*** Block opens ***

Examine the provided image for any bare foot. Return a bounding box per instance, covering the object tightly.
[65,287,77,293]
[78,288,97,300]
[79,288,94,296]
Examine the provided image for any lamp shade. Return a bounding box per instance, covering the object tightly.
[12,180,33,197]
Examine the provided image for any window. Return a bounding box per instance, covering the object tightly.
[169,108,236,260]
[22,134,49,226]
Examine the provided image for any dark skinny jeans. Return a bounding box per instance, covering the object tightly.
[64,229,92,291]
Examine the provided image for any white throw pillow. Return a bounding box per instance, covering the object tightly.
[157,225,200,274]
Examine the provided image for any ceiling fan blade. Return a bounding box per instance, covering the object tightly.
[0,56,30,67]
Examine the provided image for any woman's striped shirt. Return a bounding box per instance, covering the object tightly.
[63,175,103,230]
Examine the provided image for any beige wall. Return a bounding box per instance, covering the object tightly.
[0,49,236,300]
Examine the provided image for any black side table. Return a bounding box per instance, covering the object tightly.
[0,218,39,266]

*** Block closes ***

- WORK ITEM
Your answer must consist only of the lines from the one containing "Examine the provided image for any dark" through the last line of the data above, both included, exactly as written.

- EXERCISE ANSWER
Examine the provided image for any dark skinny jeans. Return a bounding box per instance, covering the object tightly.
[64,229,92,291]
Examine the provided image for any white throw pillow. Return a bounding box per instance, covering the object tightly.
[157,225,200,274]
Examine the provided image for any ceiling fan blade. Return a bounding box per instance, covering the object tightly.
[0,56,30,67]
Examine the provided image for any woman's striped shirt. Return a bounding box per instance, covering the object tightly.
[63,175,103,230]
Examine the provided image for any beige wall. Return a bounding box per instance, covering the object tightly.
[0,49,236,300]
Examine the provided image for any black side table. Return a bounding box per instance, covering the object tightly.
[0,218,39,266]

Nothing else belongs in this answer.